- Soal Latihan 1 -
Menurut kutipan berita di bawah, di kota mana Duterte berada saat mengeluarkan deklarasi darurat militer?

Headline

Nyanyi Bareng Jakarta (NBJ) terinspirasi dari komunitas serupa di luar negeri yang mewadahi orang bernyanyi bersama tanpa saling kenal.

Warga Mindanao Waspadai Darurat Militer

Arpan Rahman
25/5/2017 09:07
Warga Mindanao Waspadai Darurat Militer
(Polisi Filipina memeriksa pengungsi dari Marawi sebelum naik sebuah van di sebuah pos pemeriksaan di dekat pintu masuk Iligan City, di pulau selatan Mindanao. AFP PHOTO / TED ALJIBE)

DEKlARASI darurat militer di Mindanao oleh Presiden Rodrigo Duterte, pada Selasa 23 Mei 2017 malam, memunculkan kenangan di antara penduduk Mindanao, Filipina, atas pelanggaran yang dilakukan oleh militer selama rezim Marcos, dulu. Sebagian kalangan mempertanyakan motif sebenarnya di balik manuver ini. Duterte mengeluarkan deklarasi tersebut saat di Moskow, Rusia, untuk kunjungan resmi, dengan pemberontakan sebagai alasannya, khususnya serangan yang dilakukan oleh anggota kelompok bersenjata Maute di Kota Marawi.

- Catatan dataset -

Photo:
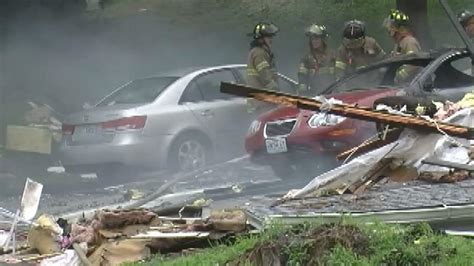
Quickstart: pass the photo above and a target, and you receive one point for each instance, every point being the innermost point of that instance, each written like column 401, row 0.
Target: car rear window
column 139, row 91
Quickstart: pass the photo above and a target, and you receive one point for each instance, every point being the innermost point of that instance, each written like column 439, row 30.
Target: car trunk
column 101, row 124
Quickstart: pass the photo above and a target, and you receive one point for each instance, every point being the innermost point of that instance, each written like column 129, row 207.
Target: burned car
column 177, row 121
column 298, row 141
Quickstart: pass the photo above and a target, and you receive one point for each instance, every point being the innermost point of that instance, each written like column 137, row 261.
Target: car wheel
column 188, row 154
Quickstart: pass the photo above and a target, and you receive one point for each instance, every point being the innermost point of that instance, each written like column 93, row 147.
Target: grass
column 345, row 244
column 216, row 255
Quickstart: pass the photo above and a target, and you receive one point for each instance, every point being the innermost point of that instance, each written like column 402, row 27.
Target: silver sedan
column 180, row 121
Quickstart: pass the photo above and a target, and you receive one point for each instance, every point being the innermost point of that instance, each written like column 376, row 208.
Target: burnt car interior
column 450, row 74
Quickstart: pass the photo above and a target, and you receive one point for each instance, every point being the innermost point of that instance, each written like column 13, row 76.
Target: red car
column 294, row 141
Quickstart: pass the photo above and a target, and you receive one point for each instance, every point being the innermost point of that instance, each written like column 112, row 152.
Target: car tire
column 189, row 153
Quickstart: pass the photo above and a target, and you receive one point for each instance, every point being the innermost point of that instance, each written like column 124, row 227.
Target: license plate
column 276, row 145
column 84, row 132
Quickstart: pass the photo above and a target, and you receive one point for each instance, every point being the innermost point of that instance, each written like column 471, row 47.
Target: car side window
column 192, row 94
column 285, row 85
column 463, row 65
column 210, row 84
column 453, row 74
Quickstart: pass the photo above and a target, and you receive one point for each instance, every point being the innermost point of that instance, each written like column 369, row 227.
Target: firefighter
column 261, row 67
column 397, row 25
column 357, row 50
column 466, row 18
column 316, row 70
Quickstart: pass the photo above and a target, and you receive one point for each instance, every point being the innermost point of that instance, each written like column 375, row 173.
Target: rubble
column 113, row 237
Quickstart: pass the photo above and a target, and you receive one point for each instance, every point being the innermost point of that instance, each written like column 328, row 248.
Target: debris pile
column 113, row 237
column 411, row 146
column 314, row 244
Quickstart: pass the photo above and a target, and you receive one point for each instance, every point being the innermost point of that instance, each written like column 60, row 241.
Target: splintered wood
column 363, row 113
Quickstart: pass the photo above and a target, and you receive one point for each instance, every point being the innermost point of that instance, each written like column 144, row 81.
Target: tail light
column 125, row 124
column 67, row 129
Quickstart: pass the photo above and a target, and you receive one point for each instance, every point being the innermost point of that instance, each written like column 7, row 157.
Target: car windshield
column 380, row 77
column 139, row 91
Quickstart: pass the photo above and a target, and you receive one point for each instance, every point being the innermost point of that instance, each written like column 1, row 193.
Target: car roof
column 404, row 59
column 182, row 72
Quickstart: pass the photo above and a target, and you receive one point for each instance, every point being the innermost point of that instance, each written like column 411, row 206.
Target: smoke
column 74, row 59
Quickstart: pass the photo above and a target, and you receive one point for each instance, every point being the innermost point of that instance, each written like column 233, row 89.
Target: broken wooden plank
column 158, row 234
column 356, row 112
column 459, row 166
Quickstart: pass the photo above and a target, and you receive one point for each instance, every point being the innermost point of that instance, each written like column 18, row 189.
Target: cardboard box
column 29, row 139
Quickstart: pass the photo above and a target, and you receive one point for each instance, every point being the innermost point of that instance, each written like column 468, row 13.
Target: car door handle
column 207, row 112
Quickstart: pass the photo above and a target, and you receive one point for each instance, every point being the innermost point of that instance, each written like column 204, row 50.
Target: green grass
column 415, row 244
column 216, row 255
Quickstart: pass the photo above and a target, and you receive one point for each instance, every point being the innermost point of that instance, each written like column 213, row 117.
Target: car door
column 222, row 115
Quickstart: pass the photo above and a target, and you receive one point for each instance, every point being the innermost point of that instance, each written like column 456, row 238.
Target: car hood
column 347, row 97
column 102, row 114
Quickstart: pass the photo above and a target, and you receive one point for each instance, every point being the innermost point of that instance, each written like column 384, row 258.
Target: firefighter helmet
column 264, row 30
column 354, row 29
column 396, row 19
column 464, row 17
column 317, row 31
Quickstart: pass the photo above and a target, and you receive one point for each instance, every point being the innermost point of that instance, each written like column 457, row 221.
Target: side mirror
column 86, row 106
column 428, row 85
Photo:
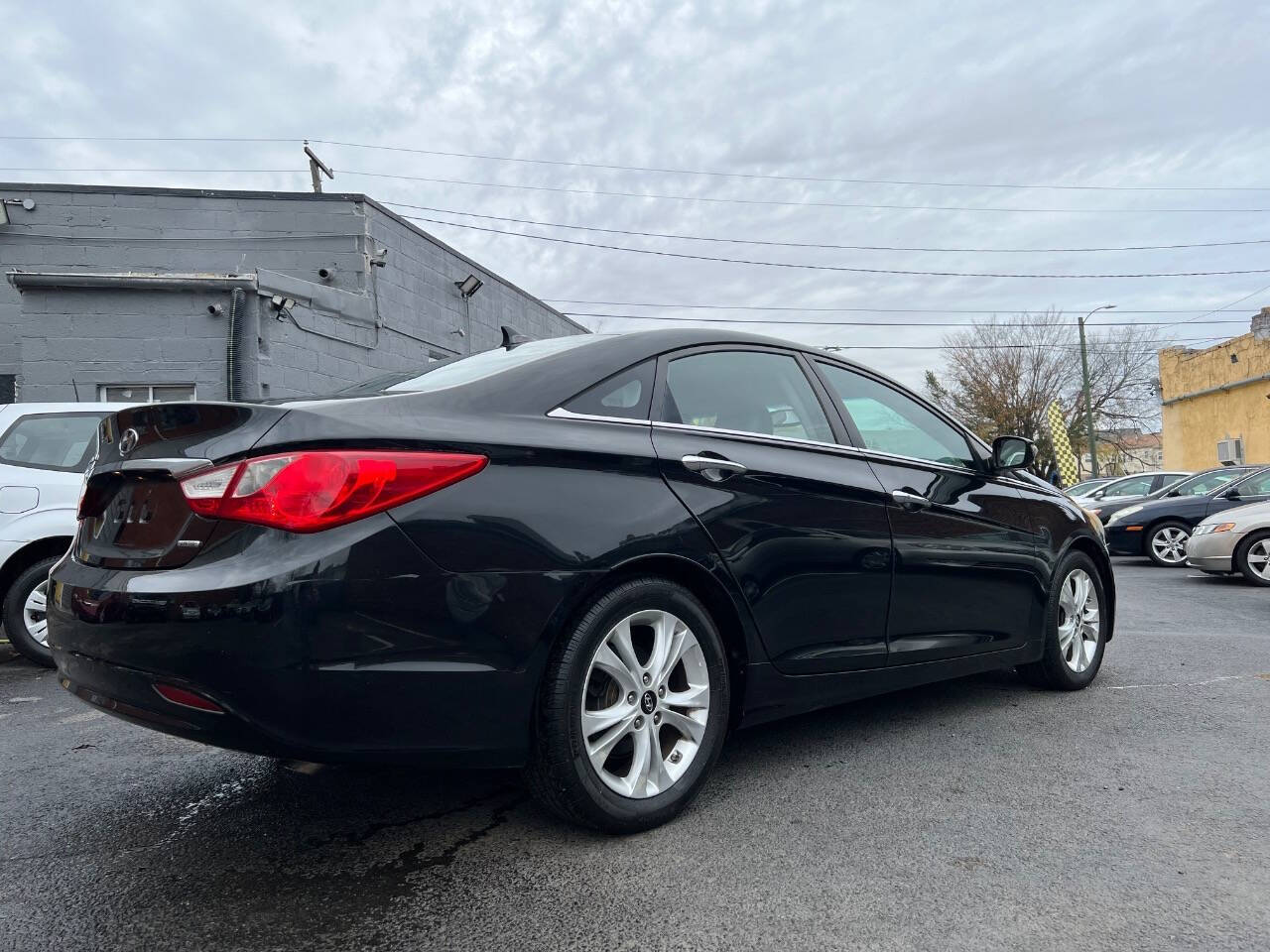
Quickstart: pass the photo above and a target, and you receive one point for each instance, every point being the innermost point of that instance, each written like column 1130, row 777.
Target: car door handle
column 712, row 467
column 910, row 500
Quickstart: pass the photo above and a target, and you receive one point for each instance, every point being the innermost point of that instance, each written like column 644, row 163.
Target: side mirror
column 1012, row 453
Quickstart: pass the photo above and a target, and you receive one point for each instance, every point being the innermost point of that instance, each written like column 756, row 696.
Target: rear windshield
column 466, row 370
column 63, row 442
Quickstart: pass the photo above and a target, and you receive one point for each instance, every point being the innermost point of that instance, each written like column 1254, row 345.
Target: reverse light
column 314, row 490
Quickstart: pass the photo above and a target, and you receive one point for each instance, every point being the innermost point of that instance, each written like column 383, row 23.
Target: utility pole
column 1088, row 403
column 317, row 167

- Soal Latihan 2 -
Tolong sunting catatan di atas pada bagian yang dimulai dengan baris berisi "376, row 208." dan berakhir dengan baris berisi "column 453, row 74", termasuk kedua baris batas itu. Ganti "license plate" dengan "number plate", lalu tuliskan ulang hanya baris-baris tersebut tanpa perubahan lain.

- Jawaban Benar 1 -
Di Moskow, Rusia.

- Jawaban Benar 2 -
Quickstart: pass the photo above and a target, and you receive one point for each instance, every point being the innermost point of that instance, each written like column 376, row 208.
Target: burnt car interior
column 450, row 74
Quickstart: pass the photo above and a target, and you receive one point for each instance, every point being the innermost point of that instance, each written like column 13, row 76.
Target: red car
column 294, row 141
Quickstart: pass the photo above and a target, and you receive one point for each instance, every point being the innermost point of that instance, each written like column 112, row 152.
Target: car tire
column 189, row 153
Quickstart: pass the photo above and a target, and you receive one point for each instance, every point being the innermost point of that instance, each written like column 124, row 227.
Target: number plate
column 276, row 145
column 84, row 132
Quickstart: pass the photo above and a target, and you receive one point for each instance, every point being the innermost point of that instance, each written like column 471, row 47.
Target: car side window
column 192, row 94
column 285, row 85
column 463, row 65
column 210, row 84
column 453, row 74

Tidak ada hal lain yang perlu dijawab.